Евген был настроен спокойно. Жена Лиля молча слушала наш разговор. Я расспросил о количестве обыскивающих, о способах ведения обыска. Видимо, арест был решен заранее, т. к. обыскивали хоть и долго, но небрежно. Нашли все, т. к. Сверстюк ничего и не прятал, — и они это понимали, знали заранее, что ничего не спрятано.
Вечером с работы приехала Таня, и мы, схватив такси, поехали к Дзюбе. Срочно надо было сообщить в Москву об арестах и обысках. (Я думал тогда, что это кампания только против украинского национального движения.)
Мы были возбуждены — неужели новый разгром Украины? Говорили между собой намеками: где гарантия, что такси не специальное, кагебистское. Ведь они могли держать «такси» недалеко от нашего дома нарочно. («И сколько раз потом уже со мной это было — «такси» подавали в любое время дня, иногда даже глубоной ночью. И иногда это было кстати — район дальний, не всегда поймаешь машину в нужное время». — Таня.)
Случаи услуг с их стороны всегда служили материалом для анекдотов.

**Предоставленные данные**
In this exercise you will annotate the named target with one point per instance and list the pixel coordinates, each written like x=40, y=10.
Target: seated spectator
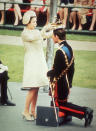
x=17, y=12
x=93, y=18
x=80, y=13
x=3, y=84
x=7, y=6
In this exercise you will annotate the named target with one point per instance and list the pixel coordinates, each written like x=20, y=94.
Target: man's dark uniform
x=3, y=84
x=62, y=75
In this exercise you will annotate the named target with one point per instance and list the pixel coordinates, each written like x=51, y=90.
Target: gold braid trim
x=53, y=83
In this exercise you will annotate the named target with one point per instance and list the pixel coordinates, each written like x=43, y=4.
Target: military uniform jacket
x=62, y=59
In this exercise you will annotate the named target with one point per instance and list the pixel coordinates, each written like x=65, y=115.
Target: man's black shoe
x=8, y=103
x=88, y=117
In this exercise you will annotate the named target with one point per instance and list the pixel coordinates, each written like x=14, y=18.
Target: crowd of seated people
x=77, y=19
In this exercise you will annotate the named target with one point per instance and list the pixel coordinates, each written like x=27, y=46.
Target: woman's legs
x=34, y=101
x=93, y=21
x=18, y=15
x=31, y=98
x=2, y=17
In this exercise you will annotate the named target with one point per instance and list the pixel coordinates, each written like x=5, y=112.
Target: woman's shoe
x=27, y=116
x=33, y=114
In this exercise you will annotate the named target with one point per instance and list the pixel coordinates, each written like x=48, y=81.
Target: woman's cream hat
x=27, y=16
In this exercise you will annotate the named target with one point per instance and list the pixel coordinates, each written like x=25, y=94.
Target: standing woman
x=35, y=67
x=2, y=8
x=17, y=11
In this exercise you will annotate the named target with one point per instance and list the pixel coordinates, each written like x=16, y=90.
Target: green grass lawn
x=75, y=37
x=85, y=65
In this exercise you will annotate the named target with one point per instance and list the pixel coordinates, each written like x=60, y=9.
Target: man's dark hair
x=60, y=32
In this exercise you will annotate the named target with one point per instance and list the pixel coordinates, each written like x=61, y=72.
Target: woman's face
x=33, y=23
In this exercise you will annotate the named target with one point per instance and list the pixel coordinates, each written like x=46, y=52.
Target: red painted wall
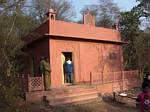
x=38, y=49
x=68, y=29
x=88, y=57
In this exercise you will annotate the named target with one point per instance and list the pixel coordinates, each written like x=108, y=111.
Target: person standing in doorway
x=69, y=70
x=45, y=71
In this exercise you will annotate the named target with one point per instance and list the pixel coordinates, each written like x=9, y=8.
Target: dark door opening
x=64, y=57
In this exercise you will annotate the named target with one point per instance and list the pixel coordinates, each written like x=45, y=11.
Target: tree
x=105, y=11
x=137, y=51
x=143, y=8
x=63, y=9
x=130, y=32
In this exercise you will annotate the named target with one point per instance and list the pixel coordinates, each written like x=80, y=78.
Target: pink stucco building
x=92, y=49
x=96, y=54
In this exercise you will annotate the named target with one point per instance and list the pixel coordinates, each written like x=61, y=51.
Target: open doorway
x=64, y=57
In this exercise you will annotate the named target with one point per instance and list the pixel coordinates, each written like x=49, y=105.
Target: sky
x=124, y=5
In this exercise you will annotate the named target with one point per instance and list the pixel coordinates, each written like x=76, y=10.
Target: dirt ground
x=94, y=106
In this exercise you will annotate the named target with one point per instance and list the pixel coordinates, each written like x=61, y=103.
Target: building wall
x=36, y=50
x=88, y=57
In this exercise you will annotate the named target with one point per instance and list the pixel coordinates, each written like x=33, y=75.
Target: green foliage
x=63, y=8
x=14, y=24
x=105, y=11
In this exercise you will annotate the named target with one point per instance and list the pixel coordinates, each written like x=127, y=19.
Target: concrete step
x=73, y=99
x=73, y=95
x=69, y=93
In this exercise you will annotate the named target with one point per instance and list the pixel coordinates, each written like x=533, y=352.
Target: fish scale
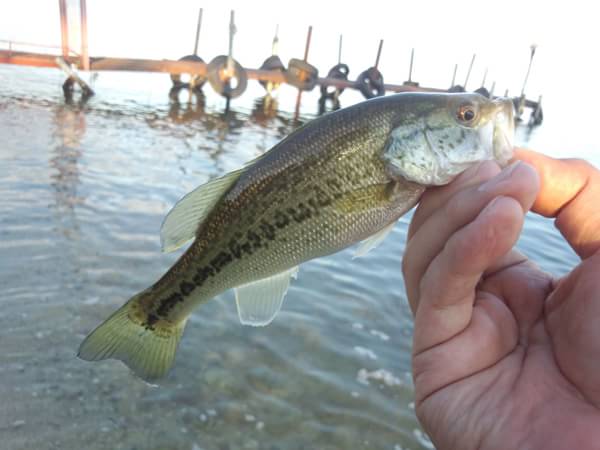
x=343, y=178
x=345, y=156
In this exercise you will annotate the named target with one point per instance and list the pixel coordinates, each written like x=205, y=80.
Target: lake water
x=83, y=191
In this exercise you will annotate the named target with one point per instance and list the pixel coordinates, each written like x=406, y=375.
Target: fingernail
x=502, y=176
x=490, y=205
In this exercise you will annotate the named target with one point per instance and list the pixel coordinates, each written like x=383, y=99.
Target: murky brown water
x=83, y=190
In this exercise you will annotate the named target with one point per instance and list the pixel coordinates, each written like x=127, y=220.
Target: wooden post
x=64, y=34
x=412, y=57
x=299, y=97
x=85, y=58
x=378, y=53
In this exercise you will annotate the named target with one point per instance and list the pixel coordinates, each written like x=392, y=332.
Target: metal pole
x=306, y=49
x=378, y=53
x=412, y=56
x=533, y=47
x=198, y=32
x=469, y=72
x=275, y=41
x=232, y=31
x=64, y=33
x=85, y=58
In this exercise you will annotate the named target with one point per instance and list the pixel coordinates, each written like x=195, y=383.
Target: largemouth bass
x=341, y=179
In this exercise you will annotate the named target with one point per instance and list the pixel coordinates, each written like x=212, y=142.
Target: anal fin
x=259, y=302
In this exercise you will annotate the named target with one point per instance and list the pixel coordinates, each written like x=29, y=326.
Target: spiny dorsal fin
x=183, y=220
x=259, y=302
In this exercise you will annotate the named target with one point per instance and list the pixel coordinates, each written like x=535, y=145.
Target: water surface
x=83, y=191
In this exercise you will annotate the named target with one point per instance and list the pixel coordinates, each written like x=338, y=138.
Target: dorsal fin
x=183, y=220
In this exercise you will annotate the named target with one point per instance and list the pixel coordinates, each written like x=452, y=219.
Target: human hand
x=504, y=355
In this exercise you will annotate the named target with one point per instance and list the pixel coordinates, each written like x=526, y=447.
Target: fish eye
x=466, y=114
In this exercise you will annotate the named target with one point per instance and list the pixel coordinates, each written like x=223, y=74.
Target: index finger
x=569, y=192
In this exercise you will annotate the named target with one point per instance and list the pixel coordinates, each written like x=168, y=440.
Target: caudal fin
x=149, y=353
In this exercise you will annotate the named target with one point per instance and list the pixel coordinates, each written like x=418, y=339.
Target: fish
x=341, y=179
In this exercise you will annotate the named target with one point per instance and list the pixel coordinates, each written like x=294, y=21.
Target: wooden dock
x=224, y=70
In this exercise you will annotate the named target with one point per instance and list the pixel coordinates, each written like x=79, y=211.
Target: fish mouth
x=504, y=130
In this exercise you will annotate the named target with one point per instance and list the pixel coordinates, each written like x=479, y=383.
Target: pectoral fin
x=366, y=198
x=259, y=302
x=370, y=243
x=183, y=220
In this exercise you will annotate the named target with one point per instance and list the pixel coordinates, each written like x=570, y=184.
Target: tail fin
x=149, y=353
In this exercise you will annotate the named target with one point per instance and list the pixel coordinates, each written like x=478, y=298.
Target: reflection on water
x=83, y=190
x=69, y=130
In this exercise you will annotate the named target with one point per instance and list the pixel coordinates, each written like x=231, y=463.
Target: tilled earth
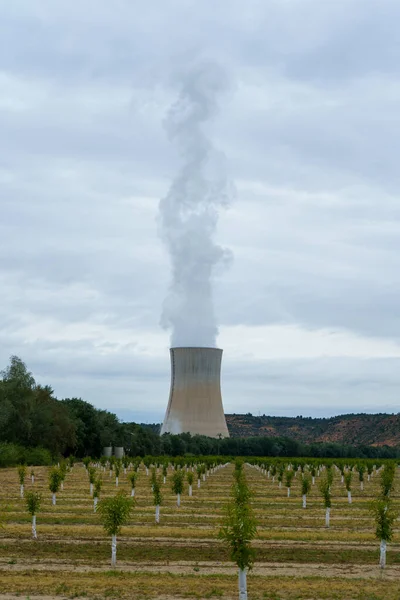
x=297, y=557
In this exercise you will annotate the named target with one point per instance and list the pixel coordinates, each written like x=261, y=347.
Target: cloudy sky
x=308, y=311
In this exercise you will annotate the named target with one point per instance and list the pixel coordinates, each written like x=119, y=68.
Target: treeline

**Задания к упражнению**
A: Продублируйте часть отрывка воспоминаний об арестах, начав со слов «Евген был настроен» и закончив словами «украинского национального движения.)».
B: Выпишите в начальной форме все имена и фамилии людей, которые встречаются в отрывке воспоминаний об арестах.
C: Продолжите отрывок воспоминаний об арестах с того места, на котором он заканчивается.
Этот материал существует отдельно от отрывка воспоминаний об арестах.

**Ответы**
A:
Евген был настроен спокойно. Жена Лиля молча слушала наш разговор. Я расспросил о количестве обыскивающих, о способах ведения обыска. Видимо, арест был решен заранее, т. к. обыскивали хоть и долго, но небрежно. Нашли все, т. к. Сверстюк ничего и не прятал, — и они это понимали, знали заранее, что ничего не спрятано.
Вечером с работы приехала Таня, и мы, схватив такси, поехали к Дзюбе. Срочно надо было сообщить в Москву об арестах и обысках. (Я думал тогда, что это кампания только против украинского национального движения.)

B: Евген, Лиля, Сверстюк, Таня, Дзюба

C:
Дзюба жил в доме для работников КГБ, ему дали квартиру от Союза писателей. Он шутил по этому поводу:
— Народ начнет бить стекла в этом доме, а я-то за что пострадаю?
У Дзюбы открыл нам незнакомый человек, явно «в штатском».
— Заходите, заходите!..
— А, Плющ! Вы зачем пришли?
— Весь город знает, что у Дзюбы идет обыск.
— А вы зачем пришли?
— Чтобы своими глазами увидеть, как вы опять преследуете украинскую интеллигенцию.
Я говорил еще что-то, понимая, что это все не нужно — отдает истерией. Но было страшно от мысли, что опять наша культура будет отброшена назад.
Испуганно слушали нашу перепалку измученная жена Дзюбы и ее мать. Выглянула дочь. Ее увели спать.
Дзюба спокойно смотрел на погром, улыбался и успокаивал нас с Таней.
Когда я заговорил о беззаконии, один из них закричал:
— Я прокурор по надзору за КГБ. Перестаньте спекулировать на законе. Обыск идет по закону. Вы, Плющ, не зная законов, всегда ссылаетесь на них.
Посреди комнаты — горы самиздата: стихи, стихи, стихи…
— Холодный… Холодный… Холодный… Симоненко. Зачем вы все это собираете?
— Я критик, и мне дают авторы для анализа их произведений.
Стало нудно. Дзюба устало молчал. Я потянулся к книгам.
— Не трогать!
Таня:
— Здесь не вы хозяева. А Иван Михайлович разрешает. Вы здесь уже прошмонали…
— Не нарушайте порядка.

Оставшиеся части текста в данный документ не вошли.